--- begin Provided information ---

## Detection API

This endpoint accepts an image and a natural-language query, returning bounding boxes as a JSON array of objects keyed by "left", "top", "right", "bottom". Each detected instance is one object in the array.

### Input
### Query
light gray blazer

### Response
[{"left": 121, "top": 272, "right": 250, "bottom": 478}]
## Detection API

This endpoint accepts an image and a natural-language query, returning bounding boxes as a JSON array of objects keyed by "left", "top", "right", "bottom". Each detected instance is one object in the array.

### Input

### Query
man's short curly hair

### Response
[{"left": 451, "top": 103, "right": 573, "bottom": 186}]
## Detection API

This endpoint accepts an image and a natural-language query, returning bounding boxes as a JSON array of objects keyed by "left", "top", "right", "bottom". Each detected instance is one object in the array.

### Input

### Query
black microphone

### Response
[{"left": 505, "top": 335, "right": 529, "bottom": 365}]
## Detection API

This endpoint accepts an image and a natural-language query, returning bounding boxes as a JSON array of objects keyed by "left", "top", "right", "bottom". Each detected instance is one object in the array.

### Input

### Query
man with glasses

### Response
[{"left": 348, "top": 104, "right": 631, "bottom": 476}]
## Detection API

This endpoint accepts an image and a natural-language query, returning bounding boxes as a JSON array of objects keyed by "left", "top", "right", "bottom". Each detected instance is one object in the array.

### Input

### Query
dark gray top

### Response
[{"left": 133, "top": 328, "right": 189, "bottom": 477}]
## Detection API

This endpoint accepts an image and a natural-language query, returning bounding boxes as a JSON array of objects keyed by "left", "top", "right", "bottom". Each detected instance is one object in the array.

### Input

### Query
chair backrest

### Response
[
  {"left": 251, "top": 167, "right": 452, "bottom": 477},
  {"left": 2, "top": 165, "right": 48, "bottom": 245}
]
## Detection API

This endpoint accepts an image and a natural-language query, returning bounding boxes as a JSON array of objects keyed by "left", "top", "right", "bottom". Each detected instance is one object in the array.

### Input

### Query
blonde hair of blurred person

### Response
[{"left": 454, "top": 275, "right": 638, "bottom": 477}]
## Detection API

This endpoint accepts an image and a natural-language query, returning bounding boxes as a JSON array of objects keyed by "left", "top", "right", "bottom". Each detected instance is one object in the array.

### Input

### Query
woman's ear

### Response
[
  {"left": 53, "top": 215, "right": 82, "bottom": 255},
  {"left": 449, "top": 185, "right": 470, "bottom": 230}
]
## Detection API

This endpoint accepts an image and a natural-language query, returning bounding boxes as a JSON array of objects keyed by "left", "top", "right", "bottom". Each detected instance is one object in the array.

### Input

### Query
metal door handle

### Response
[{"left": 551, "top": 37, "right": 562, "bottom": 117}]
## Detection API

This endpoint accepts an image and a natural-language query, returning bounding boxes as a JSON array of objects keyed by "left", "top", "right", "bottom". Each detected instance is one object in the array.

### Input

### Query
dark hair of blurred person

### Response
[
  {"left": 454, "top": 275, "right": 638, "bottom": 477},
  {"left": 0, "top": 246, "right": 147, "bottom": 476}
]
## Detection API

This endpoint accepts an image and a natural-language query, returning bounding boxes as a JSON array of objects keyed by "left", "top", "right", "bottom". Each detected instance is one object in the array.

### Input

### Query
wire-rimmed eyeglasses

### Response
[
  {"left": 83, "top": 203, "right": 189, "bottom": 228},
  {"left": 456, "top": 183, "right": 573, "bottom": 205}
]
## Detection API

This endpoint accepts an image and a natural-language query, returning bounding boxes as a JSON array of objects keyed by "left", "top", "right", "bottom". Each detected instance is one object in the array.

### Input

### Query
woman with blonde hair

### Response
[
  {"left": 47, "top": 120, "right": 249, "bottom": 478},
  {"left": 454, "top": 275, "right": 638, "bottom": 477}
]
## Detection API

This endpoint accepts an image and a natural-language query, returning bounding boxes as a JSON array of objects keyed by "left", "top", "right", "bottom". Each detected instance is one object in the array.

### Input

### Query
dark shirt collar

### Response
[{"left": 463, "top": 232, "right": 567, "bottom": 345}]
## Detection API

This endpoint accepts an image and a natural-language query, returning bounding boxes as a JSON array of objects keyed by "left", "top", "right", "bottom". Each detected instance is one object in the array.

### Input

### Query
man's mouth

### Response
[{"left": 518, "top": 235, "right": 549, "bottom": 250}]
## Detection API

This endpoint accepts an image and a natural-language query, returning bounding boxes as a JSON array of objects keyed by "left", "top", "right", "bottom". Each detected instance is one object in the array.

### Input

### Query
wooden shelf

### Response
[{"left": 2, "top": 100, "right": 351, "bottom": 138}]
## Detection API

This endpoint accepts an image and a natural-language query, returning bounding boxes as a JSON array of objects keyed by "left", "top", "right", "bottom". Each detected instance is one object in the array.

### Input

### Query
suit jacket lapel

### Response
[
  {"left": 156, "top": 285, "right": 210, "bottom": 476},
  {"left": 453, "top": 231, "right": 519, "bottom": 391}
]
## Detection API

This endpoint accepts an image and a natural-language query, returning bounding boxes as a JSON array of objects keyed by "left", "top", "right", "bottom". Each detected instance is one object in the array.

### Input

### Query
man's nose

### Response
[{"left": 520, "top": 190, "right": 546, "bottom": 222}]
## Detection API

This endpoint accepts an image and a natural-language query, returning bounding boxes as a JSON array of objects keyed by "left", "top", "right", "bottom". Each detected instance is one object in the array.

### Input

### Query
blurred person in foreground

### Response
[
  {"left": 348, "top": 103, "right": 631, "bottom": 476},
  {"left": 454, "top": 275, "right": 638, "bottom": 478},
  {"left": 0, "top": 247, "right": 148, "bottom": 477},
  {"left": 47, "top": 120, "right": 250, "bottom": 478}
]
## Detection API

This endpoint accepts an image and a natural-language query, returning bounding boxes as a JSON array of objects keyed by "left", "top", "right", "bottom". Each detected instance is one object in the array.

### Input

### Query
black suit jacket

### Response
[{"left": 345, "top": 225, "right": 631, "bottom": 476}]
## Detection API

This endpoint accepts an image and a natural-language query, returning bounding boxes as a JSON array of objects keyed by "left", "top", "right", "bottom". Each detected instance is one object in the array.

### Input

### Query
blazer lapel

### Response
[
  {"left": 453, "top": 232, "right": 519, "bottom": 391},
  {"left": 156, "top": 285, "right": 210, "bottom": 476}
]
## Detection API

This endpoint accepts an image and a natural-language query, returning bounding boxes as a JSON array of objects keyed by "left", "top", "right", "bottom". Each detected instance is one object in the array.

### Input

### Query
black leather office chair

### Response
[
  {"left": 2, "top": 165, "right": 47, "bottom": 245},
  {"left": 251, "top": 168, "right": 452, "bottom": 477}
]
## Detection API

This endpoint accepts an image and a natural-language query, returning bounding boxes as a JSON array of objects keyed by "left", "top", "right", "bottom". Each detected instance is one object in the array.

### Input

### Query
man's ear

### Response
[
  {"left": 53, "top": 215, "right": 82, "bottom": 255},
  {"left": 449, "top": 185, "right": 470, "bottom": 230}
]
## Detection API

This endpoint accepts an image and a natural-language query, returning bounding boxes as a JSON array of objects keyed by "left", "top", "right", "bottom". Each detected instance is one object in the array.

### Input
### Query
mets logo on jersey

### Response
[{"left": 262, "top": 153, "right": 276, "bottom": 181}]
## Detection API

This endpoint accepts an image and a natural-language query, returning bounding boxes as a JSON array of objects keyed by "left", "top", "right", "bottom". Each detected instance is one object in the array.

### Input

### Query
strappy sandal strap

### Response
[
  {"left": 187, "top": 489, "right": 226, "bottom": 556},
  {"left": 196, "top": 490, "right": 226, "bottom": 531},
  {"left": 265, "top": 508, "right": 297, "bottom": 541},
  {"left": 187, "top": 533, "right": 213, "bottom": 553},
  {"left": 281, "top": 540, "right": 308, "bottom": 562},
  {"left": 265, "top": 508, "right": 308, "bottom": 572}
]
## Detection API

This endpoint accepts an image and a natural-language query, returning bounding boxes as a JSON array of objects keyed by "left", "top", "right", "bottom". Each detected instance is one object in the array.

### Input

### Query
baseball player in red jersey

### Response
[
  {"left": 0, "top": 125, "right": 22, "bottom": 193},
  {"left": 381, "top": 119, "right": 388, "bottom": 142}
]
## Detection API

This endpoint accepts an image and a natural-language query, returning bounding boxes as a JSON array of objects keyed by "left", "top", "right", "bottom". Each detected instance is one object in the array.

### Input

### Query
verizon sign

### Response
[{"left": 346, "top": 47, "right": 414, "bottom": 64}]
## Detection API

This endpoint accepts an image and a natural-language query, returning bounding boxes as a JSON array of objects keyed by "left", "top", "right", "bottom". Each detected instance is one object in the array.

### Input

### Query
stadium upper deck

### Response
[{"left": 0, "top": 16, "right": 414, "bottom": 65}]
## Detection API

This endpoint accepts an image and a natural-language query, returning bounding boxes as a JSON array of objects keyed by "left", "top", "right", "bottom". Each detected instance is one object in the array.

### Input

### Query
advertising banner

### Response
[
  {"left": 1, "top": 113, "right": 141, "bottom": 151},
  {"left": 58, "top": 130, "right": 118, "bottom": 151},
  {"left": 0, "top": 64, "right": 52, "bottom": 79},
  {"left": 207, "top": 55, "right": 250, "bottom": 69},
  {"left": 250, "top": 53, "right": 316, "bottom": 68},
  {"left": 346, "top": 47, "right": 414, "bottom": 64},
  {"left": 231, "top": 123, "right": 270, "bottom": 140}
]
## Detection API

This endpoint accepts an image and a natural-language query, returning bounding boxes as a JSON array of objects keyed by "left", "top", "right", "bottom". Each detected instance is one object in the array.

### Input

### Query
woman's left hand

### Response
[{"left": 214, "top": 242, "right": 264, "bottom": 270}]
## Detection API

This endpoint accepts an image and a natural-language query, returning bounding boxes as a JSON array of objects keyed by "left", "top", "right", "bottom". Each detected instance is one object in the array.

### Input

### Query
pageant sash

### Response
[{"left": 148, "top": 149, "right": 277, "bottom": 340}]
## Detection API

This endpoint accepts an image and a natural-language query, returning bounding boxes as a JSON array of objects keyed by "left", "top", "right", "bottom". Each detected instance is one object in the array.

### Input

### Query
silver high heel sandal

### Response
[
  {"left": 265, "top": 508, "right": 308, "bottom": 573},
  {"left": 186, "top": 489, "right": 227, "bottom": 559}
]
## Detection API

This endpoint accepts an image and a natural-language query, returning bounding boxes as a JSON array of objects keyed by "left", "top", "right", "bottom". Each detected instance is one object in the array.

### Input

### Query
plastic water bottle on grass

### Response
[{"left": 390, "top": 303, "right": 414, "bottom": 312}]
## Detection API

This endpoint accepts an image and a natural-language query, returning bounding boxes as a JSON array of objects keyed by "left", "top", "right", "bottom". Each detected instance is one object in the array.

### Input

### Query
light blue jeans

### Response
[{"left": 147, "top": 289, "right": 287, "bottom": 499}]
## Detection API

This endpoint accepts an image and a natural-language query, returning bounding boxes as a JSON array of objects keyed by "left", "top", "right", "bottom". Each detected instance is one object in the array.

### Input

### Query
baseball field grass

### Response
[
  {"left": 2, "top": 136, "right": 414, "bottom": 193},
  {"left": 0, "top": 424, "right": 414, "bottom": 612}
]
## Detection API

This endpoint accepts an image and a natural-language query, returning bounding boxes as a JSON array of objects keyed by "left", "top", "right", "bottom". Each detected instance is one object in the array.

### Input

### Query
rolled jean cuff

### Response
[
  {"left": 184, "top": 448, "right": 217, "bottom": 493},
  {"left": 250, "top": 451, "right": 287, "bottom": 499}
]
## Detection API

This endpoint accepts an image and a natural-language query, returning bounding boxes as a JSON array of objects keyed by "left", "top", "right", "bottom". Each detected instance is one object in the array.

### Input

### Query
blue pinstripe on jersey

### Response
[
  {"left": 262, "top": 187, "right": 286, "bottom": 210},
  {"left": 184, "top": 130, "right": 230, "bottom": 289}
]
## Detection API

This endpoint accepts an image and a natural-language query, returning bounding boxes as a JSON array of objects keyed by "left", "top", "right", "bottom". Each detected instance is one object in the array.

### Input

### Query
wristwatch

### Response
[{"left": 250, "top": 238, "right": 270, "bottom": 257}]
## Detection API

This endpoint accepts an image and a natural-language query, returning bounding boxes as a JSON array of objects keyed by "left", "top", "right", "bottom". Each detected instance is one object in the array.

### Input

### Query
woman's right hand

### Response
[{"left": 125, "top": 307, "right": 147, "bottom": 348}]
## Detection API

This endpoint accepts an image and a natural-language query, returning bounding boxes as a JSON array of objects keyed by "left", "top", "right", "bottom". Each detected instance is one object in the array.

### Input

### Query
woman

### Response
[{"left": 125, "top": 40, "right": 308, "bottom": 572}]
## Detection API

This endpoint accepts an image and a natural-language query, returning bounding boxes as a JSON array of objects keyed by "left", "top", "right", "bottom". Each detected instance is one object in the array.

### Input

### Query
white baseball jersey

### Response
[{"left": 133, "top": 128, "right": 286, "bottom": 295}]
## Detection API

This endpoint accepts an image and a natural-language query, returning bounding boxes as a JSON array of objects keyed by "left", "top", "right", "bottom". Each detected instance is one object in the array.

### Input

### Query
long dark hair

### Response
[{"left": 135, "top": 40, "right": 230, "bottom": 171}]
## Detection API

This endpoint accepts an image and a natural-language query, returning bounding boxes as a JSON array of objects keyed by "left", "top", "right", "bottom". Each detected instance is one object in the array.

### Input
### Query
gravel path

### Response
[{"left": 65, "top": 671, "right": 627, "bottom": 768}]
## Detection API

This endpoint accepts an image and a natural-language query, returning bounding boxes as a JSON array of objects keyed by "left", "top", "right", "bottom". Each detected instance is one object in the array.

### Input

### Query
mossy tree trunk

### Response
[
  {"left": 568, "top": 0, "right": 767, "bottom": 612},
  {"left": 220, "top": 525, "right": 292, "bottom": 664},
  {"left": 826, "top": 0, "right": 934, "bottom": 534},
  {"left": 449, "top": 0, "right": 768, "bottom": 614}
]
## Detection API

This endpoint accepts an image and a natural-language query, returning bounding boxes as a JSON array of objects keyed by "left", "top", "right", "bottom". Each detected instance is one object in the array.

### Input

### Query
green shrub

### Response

--- end Provided information ---

▶ **What is being asked**
Which lines in the rows above contain the string "suit"? Report every such line, treating uppercase and lowercase as different.

▶ **Exercise output**
suit jacket lapel
black suit jacket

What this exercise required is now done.